_Task brief_
Please quote each of the following items word for word, changing nothing.

_Supplied entries_
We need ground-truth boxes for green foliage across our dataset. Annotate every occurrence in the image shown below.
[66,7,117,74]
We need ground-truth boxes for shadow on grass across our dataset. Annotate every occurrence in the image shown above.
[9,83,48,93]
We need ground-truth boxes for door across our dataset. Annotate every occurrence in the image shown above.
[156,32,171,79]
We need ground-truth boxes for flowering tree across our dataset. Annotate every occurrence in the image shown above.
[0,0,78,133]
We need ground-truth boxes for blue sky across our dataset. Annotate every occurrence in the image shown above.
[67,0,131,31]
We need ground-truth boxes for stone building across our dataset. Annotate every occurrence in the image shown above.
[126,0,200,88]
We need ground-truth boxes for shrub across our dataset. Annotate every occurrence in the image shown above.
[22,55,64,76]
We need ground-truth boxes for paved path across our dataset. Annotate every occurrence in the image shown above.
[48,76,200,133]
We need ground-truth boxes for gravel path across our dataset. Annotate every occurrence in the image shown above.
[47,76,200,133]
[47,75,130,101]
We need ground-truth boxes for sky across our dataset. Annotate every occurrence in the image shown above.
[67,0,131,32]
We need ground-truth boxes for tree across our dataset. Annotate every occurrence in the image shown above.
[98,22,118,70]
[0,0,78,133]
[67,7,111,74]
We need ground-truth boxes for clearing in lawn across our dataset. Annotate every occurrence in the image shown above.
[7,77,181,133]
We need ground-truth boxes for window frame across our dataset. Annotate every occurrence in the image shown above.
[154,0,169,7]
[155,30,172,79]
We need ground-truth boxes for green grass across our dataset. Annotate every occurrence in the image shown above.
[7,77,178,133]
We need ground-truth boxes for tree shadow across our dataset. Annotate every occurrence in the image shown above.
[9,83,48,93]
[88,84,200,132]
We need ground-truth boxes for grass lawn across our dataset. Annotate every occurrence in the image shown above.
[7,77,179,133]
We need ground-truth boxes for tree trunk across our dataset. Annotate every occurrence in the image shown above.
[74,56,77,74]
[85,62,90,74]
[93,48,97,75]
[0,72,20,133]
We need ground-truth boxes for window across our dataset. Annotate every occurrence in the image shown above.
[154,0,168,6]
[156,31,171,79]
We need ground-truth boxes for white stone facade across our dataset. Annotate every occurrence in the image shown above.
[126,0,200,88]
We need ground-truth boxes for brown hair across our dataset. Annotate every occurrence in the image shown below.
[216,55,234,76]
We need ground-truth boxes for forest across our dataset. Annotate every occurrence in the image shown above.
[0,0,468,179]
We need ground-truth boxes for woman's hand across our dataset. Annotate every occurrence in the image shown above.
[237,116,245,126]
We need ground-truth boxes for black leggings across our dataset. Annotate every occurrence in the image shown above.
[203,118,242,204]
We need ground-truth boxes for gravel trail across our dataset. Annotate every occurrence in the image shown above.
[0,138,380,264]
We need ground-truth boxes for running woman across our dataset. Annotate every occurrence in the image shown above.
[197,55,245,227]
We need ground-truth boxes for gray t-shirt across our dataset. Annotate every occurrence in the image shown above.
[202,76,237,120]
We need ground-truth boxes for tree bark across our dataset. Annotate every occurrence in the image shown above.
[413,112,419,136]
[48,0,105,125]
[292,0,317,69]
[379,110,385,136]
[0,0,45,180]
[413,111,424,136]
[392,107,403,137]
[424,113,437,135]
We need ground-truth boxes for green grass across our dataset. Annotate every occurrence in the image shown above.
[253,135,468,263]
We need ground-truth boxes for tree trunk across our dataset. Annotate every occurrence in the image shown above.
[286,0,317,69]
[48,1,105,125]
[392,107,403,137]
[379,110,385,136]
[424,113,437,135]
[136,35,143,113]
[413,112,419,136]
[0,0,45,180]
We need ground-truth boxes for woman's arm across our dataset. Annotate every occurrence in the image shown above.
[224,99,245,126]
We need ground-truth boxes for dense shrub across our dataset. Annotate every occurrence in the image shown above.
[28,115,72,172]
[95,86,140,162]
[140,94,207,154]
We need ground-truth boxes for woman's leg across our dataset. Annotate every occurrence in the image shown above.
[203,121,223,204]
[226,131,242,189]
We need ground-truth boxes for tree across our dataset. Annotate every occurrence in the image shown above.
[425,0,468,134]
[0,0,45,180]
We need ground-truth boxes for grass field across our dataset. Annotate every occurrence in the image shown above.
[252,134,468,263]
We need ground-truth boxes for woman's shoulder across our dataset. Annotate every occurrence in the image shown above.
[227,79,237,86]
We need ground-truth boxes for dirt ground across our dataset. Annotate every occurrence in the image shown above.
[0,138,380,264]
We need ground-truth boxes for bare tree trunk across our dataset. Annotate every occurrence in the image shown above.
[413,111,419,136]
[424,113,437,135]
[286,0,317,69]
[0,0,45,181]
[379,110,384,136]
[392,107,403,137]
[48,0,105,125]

_Full response_
We need ground-truth boxes for green foliage across our dataset. Annotate every occurrence in the image shown below.
[66,7,117,74]
We need ground-truth boxes for shadow on grass across our dataset. Annotate every occurrence in the image shown above.
[9,83,48,93]
We need ground-truth boxes for door across our dataset. Annotate every occurrence in the image shown above.
[156,32,171,79]
We need ground-truth boxes for flowering tree across our dataset. Annotate every occurrence in the image shown above.
[0,0,78,133]
We need ground-truth boxes for blue sky across our dataset. Annotate every occurrence in the image shown above.
[67,0,131,31]
We need ground-truth boxes for stone building across our dataset. Annotate every occurrence in the image shown above.
[126,0,200,88]
We need ground-truth boxes for shrub across our dataset. Annotate every occurrence in the image shown above.
[22,55,64,76]
We need ground-truth boxes for paved path across our dataset. Annotate every occurrence in the image shown above.
[48,76,200,133]
We need ground-truth boxes for gravel path across our dataset. Annotate every occurrence in the image shown above.
[47,76,200,133]
[47,75,130,101]
We need ground-truth boxes for sky across our dataset. Annotate every occurrence in the image shown above.
[67,0,131,32]
We need ground-truth boxes for tree across our dataset. Annotate every occurrence in the image shown above.
[98,22,118,70]
[0,0,78,133]
[67,7,111,74]
We need ground-truth boxes for clearing in lawn across our dataset. Annotate every occurrence in the image shown above.
[7,77,181,133]
We need ground-truth boxes for window frame across our dataset. Annotate every occurrence in the image shown above.
[154,0,169,7]
[155,30,172,79]
We need ground-truth boxes for green grass across our dataset. Annotate every occurrence in the image shown above.
[7,77,178,133]
We need ground-truth boxes for tree shadow across our dataset. Annotate every occurrence in the image shown above.
[9,83,48,93]
[88,84,200,132]
We need ground-truth boxes for grass lawn across our dataset. Annotate every occurrence in the image shown above.
[7,77,179,133]
We need ground-truth boxes for tree trunk across our dataset. Annotate every occurrence in the image shown above.
[74,56,77,74]
[85,62,90,74]
[93,48,97,75]
[0,72,20,133]
We need ground-truth boxes for window across our dataset. Annotate every occurrence in the image shown above.
[154,0,168,6]
[156,31,171,79]
We need ground-truth boxes for white stone facade across our dataset. Annotate every occurrence in the image shown above.
[126,0,200,88]
We need ground-truth boxes for brown hair across our dataset. Annotate every occurrence in the image shown below.
[216,55,234,76]
We need ground-truth boxes for forest across our dataset. Annotate every occurrence in the image shown above.
[0,0,468,179]
We need ground-truth boxes for woman's hand across our dataset. Annotate every occurrence in the image shown above.
[237,116,245,126]
We need ground-truth boxes for black leggings across our dataset. Annotate every occurrence in the image shown above.
[203,118,242,204]
We need ground-truth boxes for gravel trail across our dataset. Annotate every occurrence in the image shown above.
[0,138,380,264]
We need ground-truth boxes for running woman across our dataset. Annotate every occurrence in the image shown above.
[197,55,245,227]
We need ground-truth boxes for gray t-shirt across our dataset. Annotate every occurrence in the image shown above.
[202,76,237,120]
We need ground-truth boxes for tree bark across our dataset. Annotate every occurrence in the image shown above.
[413,112,419,136]
[48,0,105,125]
[292,0,317,69]
[379,110,385,136]
[0,0,45,180]
[413,111,424,136]
[392,107,403,137]
[424,113,437,135]
We need ground-truth boxes for green grass across our dataset. Annotate every occurrence in the image shown above.
[253,135,468,263]
We need ground-truth boxes for tree trunk across our dataset. Annotate every occurrence in the image shown above.
[286,0,317,69]
[48,1,105,125]
[392,107,403,137]
[379,110,385,136]
[424,113,437,135]
[136,35,143,113]
[413,112,419,136]
[0,0,45,180]
We need ground-truth boxes for woman's arm across our dataset. Annotate every occurrence in the image shown above.
[224,99,245,126]
We need ground-truth boxes for dense shrub across our dataset. Annotate every occurrence in the image shown above.
[28,115,72,172]
[95,86,140,162]
[140,94,207,154]
We need ground-truth boxes for woman's leg across our dataset. Annotate every occurrence in the image shown above.
[203,121,223,204]
[226,131,242,189]
We need ground-truth boxes for tree across our dataset. Annotate every occurrence in the image shown above.
[425,0,468,134]
[0,0,45,180]
We need ground-truth boxes for grass field across our dataset. Annotate every occurrence in the image shown above.
[252,134,468,263]
We need ground-truth boxes for woman's shoulder across our dataset. Annotate every occurrence in the image shown above.
[227,79,237,86]
We need ground-truth boxes for dirt ground across our dataset. Annotate every occurrence in the image shown above.
[0,138,380,264]
We need ground-truth boxes for bare tree trunk across our dataset. Annotate every occurrence in the image shown above.
[413,111,419,136]
[424,113,437,135]
[286,0,317,69]
[0,0,45,181]
[379,110,384,136]
[392,107,403,137]
[48,0,105,125]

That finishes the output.